**Dataset entries:**
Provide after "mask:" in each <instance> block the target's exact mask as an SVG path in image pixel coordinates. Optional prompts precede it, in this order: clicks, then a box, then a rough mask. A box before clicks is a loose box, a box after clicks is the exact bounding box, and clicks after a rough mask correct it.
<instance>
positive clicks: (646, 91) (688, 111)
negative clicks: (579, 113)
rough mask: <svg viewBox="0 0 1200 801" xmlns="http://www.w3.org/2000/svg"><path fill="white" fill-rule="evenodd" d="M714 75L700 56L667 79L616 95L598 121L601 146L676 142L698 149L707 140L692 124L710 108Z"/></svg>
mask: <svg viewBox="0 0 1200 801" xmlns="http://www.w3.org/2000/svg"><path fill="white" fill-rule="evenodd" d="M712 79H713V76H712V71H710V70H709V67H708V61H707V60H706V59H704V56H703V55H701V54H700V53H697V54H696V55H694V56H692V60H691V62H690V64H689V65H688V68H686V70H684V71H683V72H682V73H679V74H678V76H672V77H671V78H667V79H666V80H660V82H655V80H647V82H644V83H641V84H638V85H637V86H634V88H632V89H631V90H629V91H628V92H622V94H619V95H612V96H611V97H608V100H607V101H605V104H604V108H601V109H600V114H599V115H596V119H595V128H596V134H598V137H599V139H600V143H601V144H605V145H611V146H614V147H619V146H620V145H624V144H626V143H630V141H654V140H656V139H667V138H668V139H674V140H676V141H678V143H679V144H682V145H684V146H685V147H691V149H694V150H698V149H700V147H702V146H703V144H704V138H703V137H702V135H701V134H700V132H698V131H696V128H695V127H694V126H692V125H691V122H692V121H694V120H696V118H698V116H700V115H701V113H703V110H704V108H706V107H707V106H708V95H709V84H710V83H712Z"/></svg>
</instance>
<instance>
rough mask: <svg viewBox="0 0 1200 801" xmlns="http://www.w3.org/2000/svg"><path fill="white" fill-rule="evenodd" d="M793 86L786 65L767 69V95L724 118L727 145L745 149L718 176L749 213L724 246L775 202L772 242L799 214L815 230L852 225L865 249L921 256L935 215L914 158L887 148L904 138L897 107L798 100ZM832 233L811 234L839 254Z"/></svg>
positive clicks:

**AIM OF THE TASK:**
Could you write out the rows above again, switching every "positive clicks" to "foreground clicks" and leaving everything else as it is?

**FINAL ANSWER:**
Provide after "mask:" in each <instance> block the target's exact mask as an SVG path in image pixel coordinates. Optional prompts precede it, in this order: clicks, then a box, then a rough mask. A box before clicks is a loose box, a box after clicks is the exact bounding box, and clicks after a rough mask correct it.
<instance>
foreground clicks: (646, 91) (688, 111)
negative clicks: (579, 113)
rough mask: <svg viewBox="0 0 1200 801" xmlns="http://www.w3.org/2000/svg"><path fill="white" fill-rule="evenodd" d="M714 75L700 56L667 79L616 95L598 121L601 146L676 142L698 149L707 140L692 124L710 108Z"/></svg>
mask: <svg viewBox="0 0 1200 801" xmlns="http://www.w3.org/2000/svg"><path fill="white" fill-rule="evenodd" d="M712 79H713V76H712V71H710V70H709V67H708V61H707V60H706V59H704V56H703V55H701V54H700V53H697V54H696V55H694V56H692V60H691V62H690V64H689V65H688V68H686V70H684V71H683V72H682V73H679V74H678V76H672V77H671V78H667V79H666V80H660V82H655V80H647V82H644V83H641V84H638V85H637V86H634V88H632V89H631V90H629V91H628V92H622V94H619V95H612V96H611V97H608V100H607V101H605V104H604V108H601V109H600V114H599V115H596V119H595V128H596V134H598V137H599V139H600V143H601V144H605V145H611V146H614V147H619V146H620V145H624V144H626V143H630V141H654V140H656V139H667V138H668V139H674V140H676V141H678V143H679V144H682V145H684V146H685V147H691V149H694V150H698V149H700V147H702V146H703V144H704V138H703V137H702V135H701V134H700V132H698V131H696V128H695V127H694V126H692V125H691V122H692V121H694V120H696V118H698V116H700V115H701V113H703V110H704V108H706V107H707V106H708V95H709V84H710V83H712Z"/></svg>
</instance>
<instance>
rough mask: <svg viewBox="0 0 1200 801" xmlns="http://www.w3.org/2000/svg"><path fill="white" fill-rule="evenodd" d="M793 86L786 65L767 69V95L724 118L727 145L745 149L718 176L749 213L724 246L775 202L772 242L799 214L815 230L852 225L865 249L921 256L935 215L914 158L887 148L904 138L897 107L798 100ZM832 233L811 234L839 254Z"/></svg>
foreground clicks:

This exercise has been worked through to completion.